■ TASK INSTRUCTIONS ■
a) Decide whether each statement below agrees with the passage on the insulin patch. For each, answer yes or no and quote the words of the passage that settle it. (i) The patch has been tested in mice. (ii) The patch is already approved for use with patients. (iii) The patch is held to the skin by microscopic needles.
b) Pick up the passage on the insulin patch after its last sentence and carry it further.

■ TEXT FOR ANALYSIS ■
People with diabetes, especially the type one variety, are forced to constantly monitor their blood glucose levels and, when indicated, inject themselves with insulin that their bodies are unable to produce in sufficient quantities. The solution is imperfect, not the least because it requires the diabetes sufferer to continuously monitor and adjust their blood glucose 24/7. The holy grail of diabetes research has been to find a way to control and adjust blood glucose automatically.

Some researchers are working on artificial pancreases, which contains the cells that put out insulin into the blood stream.

But, according to Science Alert, a group of researchers have developed an insulin patch that could work in the same way as the human pancreas.

The patch is attached to the skin with microscopic needles that penetrate to the blood stream. The patch contains the some sorts of cells that produce insulin in the pancreas. When the patch senses that blood glucose has started to rise, the cells start to secrete insulin into the blood stream. The patch has worked remarkably well in mouse studies.

The introduction of the insulin patch in a clinical setting is years away.

The patch has to be refined for human use and clinical trials have to be conducted before it is approved for use with patients. But when the patch becomes available, it may revolutionize the way people with diabetes deal with their disease.

■ INFORMATION SHOWN ■
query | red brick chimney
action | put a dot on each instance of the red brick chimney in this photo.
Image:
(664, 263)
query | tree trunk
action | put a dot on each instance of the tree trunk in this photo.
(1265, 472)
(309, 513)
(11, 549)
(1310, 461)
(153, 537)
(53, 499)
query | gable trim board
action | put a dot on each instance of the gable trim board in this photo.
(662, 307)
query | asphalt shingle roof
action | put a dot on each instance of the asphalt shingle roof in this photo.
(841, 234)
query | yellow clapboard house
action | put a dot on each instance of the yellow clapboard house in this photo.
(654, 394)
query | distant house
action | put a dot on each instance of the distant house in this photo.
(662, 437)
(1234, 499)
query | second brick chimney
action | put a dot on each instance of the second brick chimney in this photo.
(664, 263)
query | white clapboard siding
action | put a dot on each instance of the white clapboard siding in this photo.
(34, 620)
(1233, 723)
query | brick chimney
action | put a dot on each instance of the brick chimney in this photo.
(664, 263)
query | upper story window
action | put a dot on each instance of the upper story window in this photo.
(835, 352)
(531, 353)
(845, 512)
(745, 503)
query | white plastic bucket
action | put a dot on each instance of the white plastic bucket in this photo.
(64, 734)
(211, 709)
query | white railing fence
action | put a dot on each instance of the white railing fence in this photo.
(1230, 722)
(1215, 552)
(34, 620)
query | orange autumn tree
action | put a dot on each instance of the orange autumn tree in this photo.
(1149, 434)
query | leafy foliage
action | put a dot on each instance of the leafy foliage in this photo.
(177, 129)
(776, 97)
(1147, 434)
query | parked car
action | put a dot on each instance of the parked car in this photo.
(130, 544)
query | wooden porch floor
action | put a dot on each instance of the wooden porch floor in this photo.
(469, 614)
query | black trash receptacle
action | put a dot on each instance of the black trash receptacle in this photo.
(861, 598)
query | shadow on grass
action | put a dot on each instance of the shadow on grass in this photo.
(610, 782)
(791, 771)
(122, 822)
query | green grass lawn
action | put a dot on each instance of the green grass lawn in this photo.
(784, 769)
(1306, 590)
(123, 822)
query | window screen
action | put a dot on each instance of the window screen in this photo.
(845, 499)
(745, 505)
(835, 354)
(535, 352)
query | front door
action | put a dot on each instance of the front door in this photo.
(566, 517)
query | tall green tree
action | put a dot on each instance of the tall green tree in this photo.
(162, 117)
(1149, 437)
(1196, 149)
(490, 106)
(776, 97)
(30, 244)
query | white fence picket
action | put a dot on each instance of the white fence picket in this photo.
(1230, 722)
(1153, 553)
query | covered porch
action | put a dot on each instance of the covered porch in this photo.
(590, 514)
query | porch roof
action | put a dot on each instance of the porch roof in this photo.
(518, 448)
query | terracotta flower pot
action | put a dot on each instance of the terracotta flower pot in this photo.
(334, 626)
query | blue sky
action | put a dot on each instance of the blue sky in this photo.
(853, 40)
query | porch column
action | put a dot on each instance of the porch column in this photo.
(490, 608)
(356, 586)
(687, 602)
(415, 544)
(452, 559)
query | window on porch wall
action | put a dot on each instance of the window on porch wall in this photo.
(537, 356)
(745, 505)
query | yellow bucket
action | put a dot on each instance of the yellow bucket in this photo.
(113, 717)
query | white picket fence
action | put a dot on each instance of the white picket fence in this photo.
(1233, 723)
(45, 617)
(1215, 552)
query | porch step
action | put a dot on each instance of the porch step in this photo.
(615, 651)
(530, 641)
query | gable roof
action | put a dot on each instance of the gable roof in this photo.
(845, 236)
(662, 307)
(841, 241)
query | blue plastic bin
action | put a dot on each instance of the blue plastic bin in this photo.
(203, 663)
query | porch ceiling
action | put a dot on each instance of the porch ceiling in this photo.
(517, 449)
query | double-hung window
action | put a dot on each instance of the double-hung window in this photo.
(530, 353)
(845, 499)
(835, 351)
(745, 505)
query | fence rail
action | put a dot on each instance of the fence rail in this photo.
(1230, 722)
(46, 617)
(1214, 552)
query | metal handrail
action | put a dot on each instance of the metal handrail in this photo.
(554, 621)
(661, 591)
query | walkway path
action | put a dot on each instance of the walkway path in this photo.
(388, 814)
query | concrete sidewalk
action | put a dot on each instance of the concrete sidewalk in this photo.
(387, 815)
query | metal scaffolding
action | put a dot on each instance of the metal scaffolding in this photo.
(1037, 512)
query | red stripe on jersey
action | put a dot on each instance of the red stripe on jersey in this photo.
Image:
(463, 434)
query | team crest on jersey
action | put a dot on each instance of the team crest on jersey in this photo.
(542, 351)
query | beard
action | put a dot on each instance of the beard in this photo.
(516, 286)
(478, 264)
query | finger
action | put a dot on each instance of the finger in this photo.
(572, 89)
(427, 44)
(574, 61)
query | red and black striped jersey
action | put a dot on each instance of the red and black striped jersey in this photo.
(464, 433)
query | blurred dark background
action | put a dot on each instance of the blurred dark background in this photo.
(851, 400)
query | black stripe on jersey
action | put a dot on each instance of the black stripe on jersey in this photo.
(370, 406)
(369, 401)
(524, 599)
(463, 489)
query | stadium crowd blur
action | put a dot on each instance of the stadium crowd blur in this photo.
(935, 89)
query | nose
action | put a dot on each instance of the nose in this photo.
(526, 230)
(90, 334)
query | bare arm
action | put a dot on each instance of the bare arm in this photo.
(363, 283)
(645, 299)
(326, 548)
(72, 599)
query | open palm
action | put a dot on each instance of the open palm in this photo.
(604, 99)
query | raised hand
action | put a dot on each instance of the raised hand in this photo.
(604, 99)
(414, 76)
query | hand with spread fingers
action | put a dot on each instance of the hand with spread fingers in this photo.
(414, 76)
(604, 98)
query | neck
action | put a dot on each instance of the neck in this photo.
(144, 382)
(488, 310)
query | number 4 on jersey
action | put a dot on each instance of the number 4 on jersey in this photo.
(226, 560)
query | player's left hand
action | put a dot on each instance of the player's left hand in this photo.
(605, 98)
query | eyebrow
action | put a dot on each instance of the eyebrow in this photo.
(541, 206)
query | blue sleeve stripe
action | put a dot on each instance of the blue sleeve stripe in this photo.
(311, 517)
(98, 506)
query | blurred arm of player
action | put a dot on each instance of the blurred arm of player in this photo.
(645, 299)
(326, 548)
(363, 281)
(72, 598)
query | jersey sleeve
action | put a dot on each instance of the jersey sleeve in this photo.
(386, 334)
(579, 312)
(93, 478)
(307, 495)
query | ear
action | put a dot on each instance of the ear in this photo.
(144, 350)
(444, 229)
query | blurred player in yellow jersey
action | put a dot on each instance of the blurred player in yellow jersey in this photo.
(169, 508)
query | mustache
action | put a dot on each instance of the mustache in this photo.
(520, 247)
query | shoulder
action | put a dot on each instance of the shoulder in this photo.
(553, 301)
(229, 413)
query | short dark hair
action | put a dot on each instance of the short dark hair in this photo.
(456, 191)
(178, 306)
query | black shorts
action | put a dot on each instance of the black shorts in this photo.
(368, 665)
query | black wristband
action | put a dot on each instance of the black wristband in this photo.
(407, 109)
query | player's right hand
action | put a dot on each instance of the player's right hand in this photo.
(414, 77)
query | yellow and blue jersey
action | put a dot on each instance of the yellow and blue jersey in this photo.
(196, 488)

■ ANSWERS BELOW ■
a)
(i) Yes: "The patch has worked remarkably well in mouse studies."
(ii) No: "The introduction of the insulin patch in a clinical setting is years away."
(iii) Yes: "The patch is attached to the skin with microscopic needles that penetrate to the blood stream."

b)
One of the other problems with the monitor and inject method is that diabetics can misjudge how much insulin they need. Too little or too much can have dire health consequences.

The patch can automate the monitor and inject process, relieving diabetics from the burden of having to manage their disease.

Diabetes is the cause of a lot of other medical conditions. Nerve damage can cause harm to the extremities, sometimes making amputation of the feet necessary. Diabetics often experience blindness and are more prone to heart attacks and other potentially fatal occurrences. If and when the patch becomes available, these complications of diabetes will become rarer, much to the benefit of the lifespan and quality of life of people with the disease.